### EXERCISE BRIEF
Pick up the piece on the summer emotions of special needs parents after its final sentence and continue it.

Summer Emotions
Stacy Warden
Author of Noah's Miracle blog. Noah had suffered "global damage" to his brain. As a result the prognosis was grim. They said Noah would mostly like...
It’s a time of disconnection, it’s a time when you don’t feel like doing therapy, or attending a friend’s barbeque, or engaging in your typical special need support groups.
Yearning for a hint of fun - a hint of the familiar normal that once existed. You’d rather sit in the sun, watch the flowers bloom and the grass grow.
You want to go on long walks, find a way to hike on accessible trails with your child, and to feel alive.
With summer comes complicated emotions that we try to suppress.
You’ll see the neighborhood child across the street learning to ride a bike without training wheels and their parents cheering them on.
You wish that was your child too, knowing that they’ll never be able to ride a bike or be able to even attempt to pedal a bike.
You will see a child throw a ball or play tennis in the street.
Typical children are out playing in parks, your field of vision is filled with children do all the things your child can’t and may likely never well be able to do.
It stings and burns and hurts something fierce. You camouflage those feelings so no one sees the pain in your eyes or detects the pain.
Many special needs parents do what comes naturally. They purposefully withdraw from others.
It starts slow. Perhaps you become less respondent to emails and phone calls, then it expands to not verbally wanting to discuss how you are feeling or events in your life with others, and sometimes this even carries over to your spouse where you feel too exhausted to go over the day’s events, how your child did in therapy, or how you are feeling because after all the weight of the world is on your shoulder.

### RECORD EXCERPTS
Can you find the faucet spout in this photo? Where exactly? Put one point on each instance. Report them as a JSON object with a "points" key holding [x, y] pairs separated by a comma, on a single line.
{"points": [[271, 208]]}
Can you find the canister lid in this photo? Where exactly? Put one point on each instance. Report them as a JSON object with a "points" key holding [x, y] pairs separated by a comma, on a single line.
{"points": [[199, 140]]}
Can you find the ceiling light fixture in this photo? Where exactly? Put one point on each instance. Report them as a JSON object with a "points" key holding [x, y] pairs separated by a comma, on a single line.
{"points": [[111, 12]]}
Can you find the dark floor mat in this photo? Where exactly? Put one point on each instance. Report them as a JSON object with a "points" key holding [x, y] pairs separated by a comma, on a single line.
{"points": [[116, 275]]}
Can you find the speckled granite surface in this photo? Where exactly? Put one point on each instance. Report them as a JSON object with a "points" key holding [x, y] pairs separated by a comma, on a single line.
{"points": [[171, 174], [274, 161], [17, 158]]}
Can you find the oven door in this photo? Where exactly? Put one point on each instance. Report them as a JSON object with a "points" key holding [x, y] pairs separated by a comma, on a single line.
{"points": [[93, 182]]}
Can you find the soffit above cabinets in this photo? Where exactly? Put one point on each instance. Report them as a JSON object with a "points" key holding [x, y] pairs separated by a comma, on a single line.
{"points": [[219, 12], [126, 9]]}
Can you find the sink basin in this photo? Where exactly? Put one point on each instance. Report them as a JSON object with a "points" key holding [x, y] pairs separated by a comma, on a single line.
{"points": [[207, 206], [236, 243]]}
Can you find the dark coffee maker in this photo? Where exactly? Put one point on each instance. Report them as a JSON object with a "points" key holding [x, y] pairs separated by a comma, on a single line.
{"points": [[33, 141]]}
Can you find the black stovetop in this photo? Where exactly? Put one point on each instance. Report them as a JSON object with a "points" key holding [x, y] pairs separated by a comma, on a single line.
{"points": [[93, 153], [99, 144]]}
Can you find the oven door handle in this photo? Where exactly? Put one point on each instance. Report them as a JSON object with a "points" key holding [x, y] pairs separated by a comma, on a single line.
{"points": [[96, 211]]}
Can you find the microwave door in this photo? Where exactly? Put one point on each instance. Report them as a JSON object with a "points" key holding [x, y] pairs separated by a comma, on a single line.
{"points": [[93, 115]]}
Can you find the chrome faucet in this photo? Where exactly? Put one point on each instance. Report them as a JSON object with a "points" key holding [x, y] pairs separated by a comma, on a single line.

### WRITTEN ANSWER
The heat intensifies the flame and the burning in your heart.
It becomes an irritant, even more so when you have a child that can’t regulate body temperature and has sensitivities to the sun that make you feel like you might as well be a Vampire family, only coming out at night.
The summertime can be a blaring reminder of how cheated we feel.
We question why us? Why me? Why my child? More than we do during other seasons.
We long for a normal vacation without planning like the world is ending and you’re packing everything your child owns into a small vehicle just for an overnight stay at a hotel.
And all we can do is acknowledge that we are having these feelings - these perfectly acceptable and normal feelings.
These summer emotions can get the best of us if we stew on them too long.
When I feel any of these feelings creeping up on me the best relief comes in shifting my focus to something else.
Distractions are good, finding time at the end of the evening to read an inspirational book, finding a fun activity that the whole family can participate in, sometimes not opening your front blinds so you don’t have to watch the neighbor child learning to ride a bike…
...whatever it takes to put those hot summer emotions on ice.